Task statement>
Return every line from the one with "form (811, 433)?" through the one with "Thank you for the photo. Could you please annotate the cap", inclusive, exactly as it appears below.

Saved entries
--------------------

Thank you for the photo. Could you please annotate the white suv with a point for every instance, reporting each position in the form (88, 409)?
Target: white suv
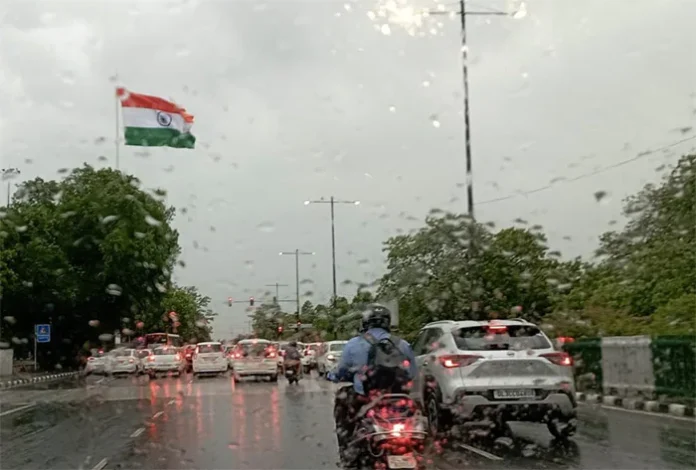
(488, 373)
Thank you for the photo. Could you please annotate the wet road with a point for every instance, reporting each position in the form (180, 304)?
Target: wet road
(210, 423)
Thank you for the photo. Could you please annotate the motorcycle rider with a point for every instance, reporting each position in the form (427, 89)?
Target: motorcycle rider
(376, 325)
(292, 354)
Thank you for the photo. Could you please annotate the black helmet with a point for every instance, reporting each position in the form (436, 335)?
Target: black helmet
(376, 316)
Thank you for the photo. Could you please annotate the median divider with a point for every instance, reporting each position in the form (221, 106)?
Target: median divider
(656, 374)
(18, 382)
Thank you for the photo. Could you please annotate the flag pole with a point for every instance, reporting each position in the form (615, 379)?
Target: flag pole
(118, 157)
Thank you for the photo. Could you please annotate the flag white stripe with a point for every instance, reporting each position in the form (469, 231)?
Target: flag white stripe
(147, 118)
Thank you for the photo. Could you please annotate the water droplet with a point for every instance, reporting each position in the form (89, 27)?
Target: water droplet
(152, 221)
(266, 227)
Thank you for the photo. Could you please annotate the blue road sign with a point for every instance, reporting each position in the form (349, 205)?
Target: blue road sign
(43, 333)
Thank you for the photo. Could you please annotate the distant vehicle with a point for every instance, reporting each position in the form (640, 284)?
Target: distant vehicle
(329, 356)
(255, 358)
(163, 339)
(163, 360)
(209, 358)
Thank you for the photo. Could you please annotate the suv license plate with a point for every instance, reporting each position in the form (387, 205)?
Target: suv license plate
(401, 461)
(514, 393)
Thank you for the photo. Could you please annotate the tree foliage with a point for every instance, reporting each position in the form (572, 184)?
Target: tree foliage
(91, 255)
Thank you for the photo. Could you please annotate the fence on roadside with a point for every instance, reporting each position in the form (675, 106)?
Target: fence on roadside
(636, 366)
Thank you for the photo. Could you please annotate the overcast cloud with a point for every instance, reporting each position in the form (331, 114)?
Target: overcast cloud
(304, 99)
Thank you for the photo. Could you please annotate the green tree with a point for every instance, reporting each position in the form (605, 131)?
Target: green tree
(86, 253)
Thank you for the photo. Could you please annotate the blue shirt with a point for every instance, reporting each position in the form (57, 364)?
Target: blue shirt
(354, 358)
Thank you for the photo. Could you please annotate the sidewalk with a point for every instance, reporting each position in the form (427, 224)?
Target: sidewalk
(18, 380)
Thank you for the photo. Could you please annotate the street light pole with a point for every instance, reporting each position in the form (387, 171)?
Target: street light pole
(297, 254)
(465, 77)
(332, 202)
(6, 173)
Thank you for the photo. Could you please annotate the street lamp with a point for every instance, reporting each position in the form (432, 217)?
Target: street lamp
(297, 254)
(408, 17)
(7, 174)
(332, 202)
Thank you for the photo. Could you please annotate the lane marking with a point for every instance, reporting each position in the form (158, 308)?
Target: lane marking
(480, 452)
(102, 463)
(640, 412)
(16, 410)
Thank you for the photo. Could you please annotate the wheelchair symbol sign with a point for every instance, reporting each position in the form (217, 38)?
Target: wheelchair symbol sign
(43, 333)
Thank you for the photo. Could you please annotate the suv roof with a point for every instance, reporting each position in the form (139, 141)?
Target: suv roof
(469, 323)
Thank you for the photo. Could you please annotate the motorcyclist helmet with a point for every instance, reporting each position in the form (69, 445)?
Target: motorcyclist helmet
(376, 316)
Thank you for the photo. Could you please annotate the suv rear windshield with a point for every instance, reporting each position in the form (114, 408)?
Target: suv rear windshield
(516, 337)
(206, 348)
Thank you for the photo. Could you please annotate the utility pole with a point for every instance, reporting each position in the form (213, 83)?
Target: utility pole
(465, 77)
(332, 202)
(297, 253)
(277, 286)
(7, 173)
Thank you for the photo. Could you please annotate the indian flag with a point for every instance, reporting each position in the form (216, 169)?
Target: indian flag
(150, 121)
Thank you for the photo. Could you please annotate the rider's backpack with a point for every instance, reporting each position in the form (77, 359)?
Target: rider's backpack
(387, 366)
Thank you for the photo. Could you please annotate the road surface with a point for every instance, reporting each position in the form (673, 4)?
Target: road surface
(133, 423)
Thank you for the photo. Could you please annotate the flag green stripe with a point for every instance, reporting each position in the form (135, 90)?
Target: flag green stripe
(145, 137)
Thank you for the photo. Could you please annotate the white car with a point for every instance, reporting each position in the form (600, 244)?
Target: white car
(209, 358)
(329, 356)
(164, 360)
(255, 358)
(96, 363)
(122, 361)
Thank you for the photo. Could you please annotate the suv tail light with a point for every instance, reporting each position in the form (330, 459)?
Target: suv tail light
(559, 358)
(459, 360)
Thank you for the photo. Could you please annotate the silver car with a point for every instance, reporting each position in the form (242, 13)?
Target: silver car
(487, 373)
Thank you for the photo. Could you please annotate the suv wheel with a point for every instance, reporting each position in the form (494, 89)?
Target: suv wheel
(439, 420)
(561, 427)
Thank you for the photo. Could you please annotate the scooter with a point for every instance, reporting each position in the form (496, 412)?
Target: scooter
(292, 371)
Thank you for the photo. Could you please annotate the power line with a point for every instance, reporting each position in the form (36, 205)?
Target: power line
(641, 155)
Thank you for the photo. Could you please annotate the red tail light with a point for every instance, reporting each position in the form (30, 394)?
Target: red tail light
(559, 358)
(459, 360)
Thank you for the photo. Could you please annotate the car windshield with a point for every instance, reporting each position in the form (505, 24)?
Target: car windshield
(208, 348)
(165, 352)
(516, 337)
(253, 349)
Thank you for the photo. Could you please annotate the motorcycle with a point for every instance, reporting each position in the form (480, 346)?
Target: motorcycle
(390, 433)
(292, 371)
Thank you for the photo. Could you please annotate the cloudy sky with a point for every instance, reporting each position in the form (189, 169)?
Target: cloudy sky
(308, 99)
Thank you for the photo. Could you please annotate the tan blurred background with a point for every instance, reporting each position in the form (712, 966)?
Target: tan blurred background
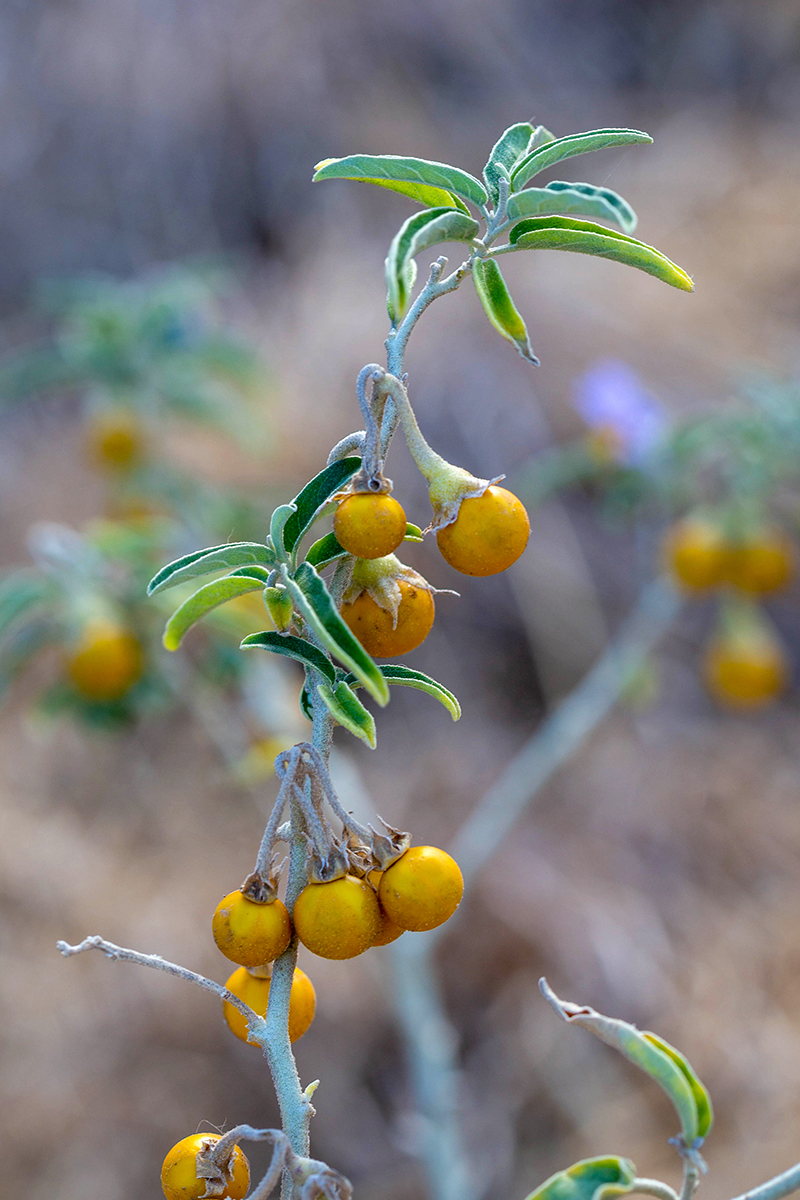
(657, 877)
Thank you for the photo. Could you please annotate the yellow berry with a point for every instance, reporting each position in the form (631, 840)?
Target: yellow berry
(745, 672)
(337, 919)
(251, 934)
(373, 625)
(762, 563)
(115, 441)
(106, 661)
(488, 534)
(421, 889)
(256, 991)
(388, 931)
(370, 526)
(179, 1174)
(696, 553)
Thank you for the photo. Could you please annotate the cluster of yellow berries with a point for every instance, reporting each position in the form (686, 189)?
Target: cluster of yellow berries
(488, 534)
(744, 665)
(336, 919)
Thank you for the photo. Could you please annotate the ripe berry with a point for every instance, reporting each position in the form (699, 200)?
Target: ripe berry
(373, 625)
(421, 889)
(388, 931)
(763, 563)
(179, 1173)
(746, 671)
(337, 919)
(488, 534)
(696, 553)
(251, 934)
(106, 661)
(114, 441)
(370, 526)
(256, 991)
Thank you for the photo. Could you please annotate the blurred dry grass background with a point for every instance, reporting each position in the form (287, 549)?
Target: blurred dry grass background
(657, 876)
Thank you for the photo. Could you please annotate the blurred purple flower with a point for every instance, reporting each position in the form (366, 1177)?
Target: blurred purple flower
(615, 406)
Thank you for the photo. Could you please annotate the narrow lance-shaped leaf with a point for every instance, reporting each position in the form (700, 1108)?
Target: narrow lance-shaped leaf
(214, 558)
(567, 148)
(591, 1179)
(510, 148)
(389, 167)
(428, 197)
(211, 595)
(314, 496)
(420, 232)
(292, 648)
(585, 238)
(314, 601)
(499, 307)
(347, 709)
(407, 678)
(585, 199)
(641, 1050)
(328, 549)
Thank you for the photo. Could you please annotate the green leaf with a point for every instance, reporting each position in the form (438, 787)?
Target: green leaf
(641, 1049)
(510, 149)
(214, 558)
(313, 600)
(585, 199)
(584, 238)
(702, 1098)
(420, 232)
(314, 496)
(499, 306)
(591, 1179)
(389, 168)
(407, 678)
(293, 648)
(211, 595)
(547, 155)
(328, 549)
(347, 709)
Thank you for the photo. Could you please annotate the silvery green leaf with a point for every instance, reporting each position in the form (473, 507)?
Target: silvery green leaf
(510, 148)
(591, 1179)
(214, 558)
(551, 153)
(499, 307)
(665, 1067)
(584, 199)
(314, 603)
(585, 238)
(211, 595)
(407, 678)
(347, 709)
(314, 496)
(419, 233)
(392, 168)
(293, 648)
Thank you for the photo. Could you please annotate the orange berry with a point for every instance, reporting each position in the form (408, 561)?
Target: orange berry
(421, 889)
(373, 625)
(114, 441)
(179, 1174)
(745, 671)
(256, 991)
(388, 931)
(696, 553)
(251, 934)
(488, 534)
(106, 661)
(370, 526)
(337, 919)
(763, 563)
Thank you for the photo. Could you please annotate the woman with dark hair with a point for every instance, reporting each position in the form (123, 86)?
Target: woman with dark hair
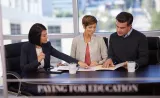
(36, 53)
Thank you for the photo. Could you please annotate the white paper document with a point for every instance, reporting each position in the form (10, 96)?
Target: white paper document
(94, 68)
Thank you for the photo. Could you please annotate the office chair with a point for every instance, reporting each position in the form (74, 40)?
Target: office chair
(154, 50)
(12, 55)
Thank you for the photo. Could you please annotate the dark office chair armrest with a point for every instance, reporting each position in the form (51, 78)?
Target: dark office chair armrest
(16, 76)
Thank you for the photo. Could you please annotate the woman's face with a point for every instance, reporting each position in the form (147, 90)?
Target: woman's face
(44, 37)
(90, 29)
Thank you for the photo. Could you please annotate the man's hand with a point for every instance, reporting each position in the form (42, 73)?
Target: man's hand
(41, 56)
(82, 64)
(108, 63)
(93, 63)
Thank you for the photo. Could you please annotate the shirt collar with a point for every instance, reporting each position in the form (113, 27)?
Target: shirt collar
(128, 33)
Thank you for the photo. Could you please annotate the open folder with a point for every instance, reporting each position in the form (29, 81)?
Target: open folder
(94, 68)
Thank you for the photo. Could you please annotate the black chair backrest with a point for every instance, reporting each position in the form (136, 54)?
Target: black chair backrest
(154, 50)
(12, 54)
(106, 41)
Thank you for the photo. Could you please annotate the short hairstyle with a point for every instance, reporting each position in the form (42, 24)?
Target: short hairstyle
(88, 20)
(35, 33)
(125, 17)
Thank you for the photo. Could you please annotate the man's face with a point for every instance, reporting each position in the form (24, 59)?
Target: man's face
(122, 28)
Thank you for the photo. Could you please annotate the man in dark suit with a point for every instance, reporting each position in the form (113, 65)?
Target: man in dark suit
(127, 44)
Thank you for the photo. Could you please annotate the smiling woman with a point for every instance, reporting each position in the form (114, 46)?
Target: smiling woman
(36, 53)
(88, 47)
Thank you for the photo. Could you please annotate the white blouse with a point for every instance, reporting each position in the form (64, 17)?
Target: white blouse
(97, 48)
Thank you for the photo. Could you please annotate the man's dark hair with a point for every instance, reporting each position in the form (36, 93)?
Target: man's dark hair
(35, 33)
(125, 17)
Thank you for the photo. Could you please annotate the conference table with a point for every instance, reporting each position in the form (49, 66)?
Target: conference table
(145, 81)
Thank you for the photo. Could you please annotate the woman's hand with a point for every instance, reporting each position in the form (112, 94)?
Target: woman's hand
(82, 64)
(108, 63)
(41, 56)
(93, 63)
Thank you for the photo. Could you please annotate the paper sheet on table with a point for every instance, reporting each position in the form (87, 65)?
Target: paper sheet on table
(99, 67)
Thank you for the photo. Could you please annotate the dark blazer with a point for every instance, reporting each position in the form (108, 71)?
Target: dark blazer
(29, 61)
(132, 48)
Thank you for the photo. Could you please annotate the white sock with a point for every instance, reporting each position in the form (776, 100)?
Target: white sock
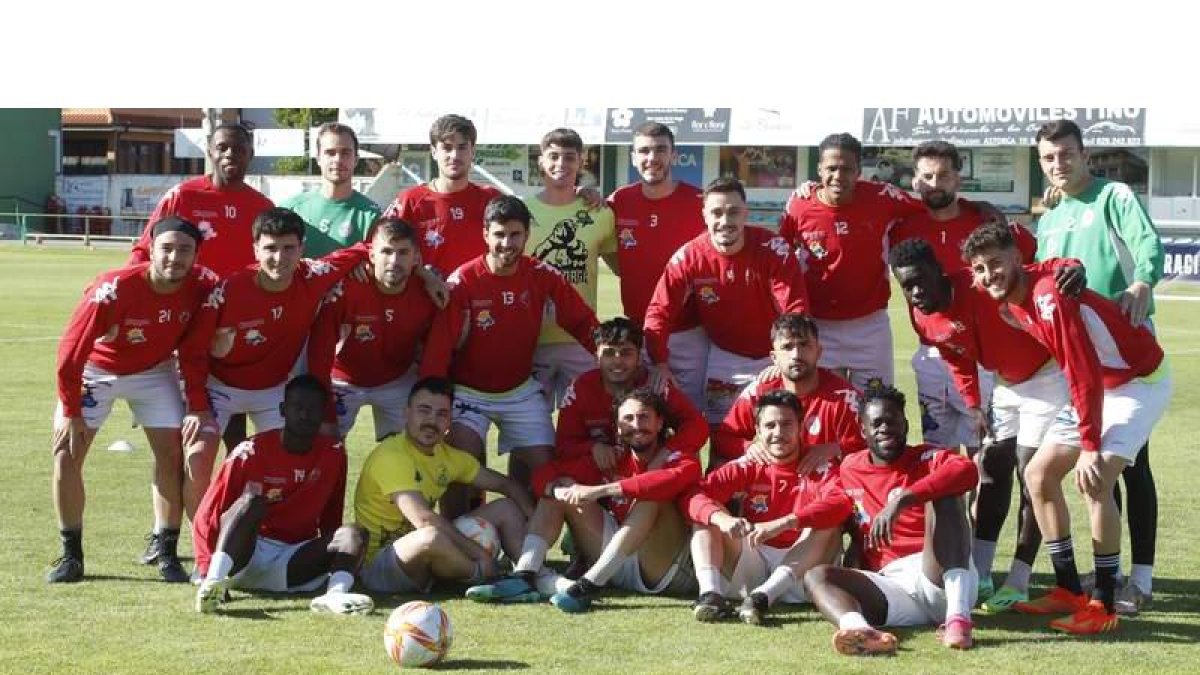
(781, 580)
(340, 581)
(709, 579)
(533, 554)
(1143, 575)
(852, 620)
(219, 567)
(1019, 575)
(961, 587)
(610, 561)
(983, 553)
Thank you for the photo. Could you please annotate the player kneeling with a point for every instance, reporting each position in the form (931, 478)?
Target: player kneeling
(409, 545)
(912, 533)
(639, 538)
(789, 521)
(270, 519)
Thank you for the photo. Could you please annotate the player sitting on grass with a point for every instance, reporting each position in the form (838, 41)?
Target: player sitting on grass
(623, 518)
(270, 519)
(409, 545)
(789, 521)
(912, 536)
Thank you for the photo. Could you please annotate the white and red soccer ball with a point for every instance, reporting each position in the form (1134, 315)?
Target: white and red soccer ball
(418, 634)
(481, 532)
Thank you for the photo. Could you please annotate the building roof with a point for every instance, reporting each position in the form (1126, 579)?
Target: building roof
(162, 118)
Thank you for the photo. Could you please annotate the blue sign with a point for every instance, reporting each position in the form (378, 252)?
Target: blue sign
(1182, 258)
(689, 166)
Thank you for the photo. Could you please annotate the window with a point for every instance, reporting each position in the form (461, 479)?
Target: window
(1175, 172)
(139, 156)
(84, 156)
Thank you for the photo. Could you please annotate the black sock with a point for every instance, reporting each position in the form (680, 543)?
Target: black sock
(1107, 566)
(72, 543)
(1062, 556)
(168, 542)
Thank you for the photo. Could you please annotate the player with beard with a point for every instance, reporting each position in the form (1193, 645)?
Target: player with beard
(486, 339)
(1098, 436)
(448, 210)
(739, 279)
(790, 519)
(223, 207)
(911, 536)
(366, 339)
(964, 323)
(623, 518)
(119, 345)
(250, 332)
(1104, 223)
(840, 231)
(655, 216)
(829, 423)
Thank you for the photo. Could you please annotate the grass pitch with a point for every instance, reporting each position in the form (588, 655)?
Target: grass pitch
(123, 619)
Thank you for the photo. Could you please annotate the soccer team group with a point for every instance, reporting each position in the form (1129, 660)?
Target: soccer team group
(1037, 356)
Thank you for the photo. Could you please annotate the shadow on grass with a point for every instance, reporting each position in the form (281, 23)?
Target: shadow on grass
(481, 664)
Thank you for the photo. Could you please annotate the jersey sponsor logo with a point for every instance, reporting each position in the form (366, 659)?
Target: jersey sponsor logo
(88, 395)
(105, 293)
(888, 190)
(627, 238)
(433, 238)
(568, 395)
(363, 333)
(1045, 305)
(564, 250)
(216, 298)
(779, 246)
(317, 268)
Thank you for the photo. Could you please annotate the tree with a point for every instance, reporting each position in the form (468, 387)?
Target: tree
(300, 118)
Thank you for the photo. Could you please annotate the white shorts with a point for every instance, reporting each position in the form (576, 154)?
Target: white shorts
(861, 346)
(679, 579)
(262, 405)
(153, 395)
(388, 404)
(912, 598)
(522, 414)
(555, 366)
(268, 569)
(688, 362)
(727, 375)
(383, 573)
(943, 413)
(755, 566)
(1027, 410)
(1131, 412)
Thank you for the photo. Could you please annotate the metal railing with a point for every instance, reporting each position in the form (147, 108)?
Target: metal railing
(85, 227)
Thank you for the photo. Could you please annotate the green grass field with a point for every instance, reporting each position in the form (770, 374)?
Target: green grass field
(124, 619)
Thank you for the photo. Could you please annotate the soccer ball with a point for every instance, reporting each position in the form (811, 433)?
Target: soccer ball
(480, 531)
(418, 634)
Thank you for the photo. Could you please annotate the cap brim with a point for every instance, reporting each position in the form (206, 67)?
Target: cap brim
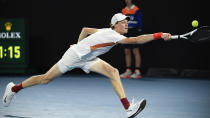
(127, 18)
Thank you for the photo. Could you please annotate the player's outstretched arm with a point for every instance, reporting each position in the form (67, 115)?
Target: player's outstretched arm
(85, 32)
(145, 38)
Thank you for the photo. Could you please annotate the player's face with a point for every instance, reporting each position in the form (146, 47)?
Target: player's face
(122, 26)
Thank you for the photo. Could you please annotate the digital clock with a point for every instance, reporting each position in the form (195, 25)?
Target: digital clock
(13, 46)
(11, 52)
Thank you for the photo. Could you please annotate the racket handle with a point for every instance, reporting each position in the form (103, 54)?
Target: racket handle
(175, 37)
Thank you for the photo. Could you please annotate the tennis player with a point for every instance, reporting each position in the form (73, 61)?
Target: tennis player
(84, 55)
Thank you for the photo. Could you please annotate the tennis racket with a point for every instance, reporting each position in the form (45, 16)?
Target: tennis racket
(201, 34)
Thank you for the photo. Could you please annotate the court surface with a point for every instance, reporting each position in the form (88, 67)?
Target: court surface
(92, 96)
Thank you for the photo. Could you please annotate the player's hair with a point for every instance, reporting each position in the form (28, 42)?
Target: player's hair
(111, 26)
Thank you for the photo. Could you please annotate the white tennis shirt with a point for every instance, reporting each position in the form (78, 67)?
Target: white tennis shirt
(97, 44)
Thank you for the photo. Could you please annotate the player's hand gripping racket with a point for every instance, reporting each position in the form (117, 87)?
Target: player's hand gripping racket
(201, 34)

--------------------

Task answer>
Thank you for the photo. Could you please annotate the soccer ball with a point for every instance, reporting each position in the form (811, 433)?
Target: soccer ball
(480, 531)
(418, 634)
Thank you for the photo. Could you please annotate the cap brim with a point for every instance, reporting each position in the form (206, 67)?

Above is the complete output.